## EXERCISE BRIEF
Rewrite the stretch of the btrfs patch message from "With the conversion" through "have the infrastructure.", replacing "infrastructure" with "framework".

## DOCUMENT PASSAGE
-- begin --

With the conversion to atomic_t the preallocation can remain unchanged
as there would be only the anon bdev preallocated, then there's not much
reason to have the infrastructure.

I'm now testing the patch below, it's relatively short an can be
backported if needed but it can potentially make the performance worse
in some cases.

---
diff --git a/fs/btrfs/disk-io.c b/fs/btrfs/disk-io.c
index a7d5a3967ba0..7acedc6c2a56 100644
--- a/fs/btrfs/disk-io.c
+++ b/fs/btrfs/disk-io.c
@@ -1523,15 +1523,7 @@ static int btrfs_init_fs_root(struct btrfs_root *root, dev_t anon_dev)
 	int ret;
 	unsigned int nofs_flag;
 
-	/*
-	 * We might be called under a transaction (e.g. indirect backref
-	 * resolution) which could deadlock if it triggers memory reclaim
-	 */
-	nofs_flag = memalloc_nofs_save();
-	ret = btrfs_drew_lock_init(&root->snapshot_lock);
-	memalloc_nofs_restore(nofs_flag);
-	if (ret)
-		goto fail;
+	 btrfs_drew_lock_init(&root->snapshot_lock);
 
 	if (root->root_key.objectid != BTRFS_TREE_LOG_OBJECTID &&
 	    !btrfs_is_data_reloc_root(root)) {
@@ -2242,7 +2234,6 @@ void btrfs_put_root(struct btrfs_root *root)
 		WARN_ON(test_bit(BTRFS_ROOT_DEAD_RELOC_TREE, &root->state));
 		if (root->anon_dev)
 			free_anon_bdev(root->anon_dev);
-		btrfs_drew_lock_destroy(&root->snapshot_lock);
 		free_root_extent_buffers(root);
 #ifdef CONFIG_BTRFS_DEBUG
 		spin_lock(&root->fs_info->fs_roots_radix_lock);
diff --git a/fs/btrfs/locking.c b/fs/btrfs/locking.c
index 870528d87526..3a496b0d3d2b 100644
--- a/fs/btrfs/locking.c
+++ b/fs/btrfs/locking.c
@@ -325,24 +325,12 @@ struct extent_buffer *btrfs_try_read_lock_root_node(struct btrfs_root *root)
  * acquire the lock.
  */
 
-int btrfs_drew_lock_init(struct btrfs_drew_lock *lock)

-- end --

## DATA EXCERPT

-- begin --

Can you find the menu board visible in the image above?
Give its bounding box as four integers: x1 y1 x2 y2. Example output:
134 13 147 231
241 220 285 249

-- end --

## FINAL RESULT
With the conversion to atomic_t the preallocation can remain unchanged
as there would be only the anon bdev preallocated, then there's not much
reason to have the framework.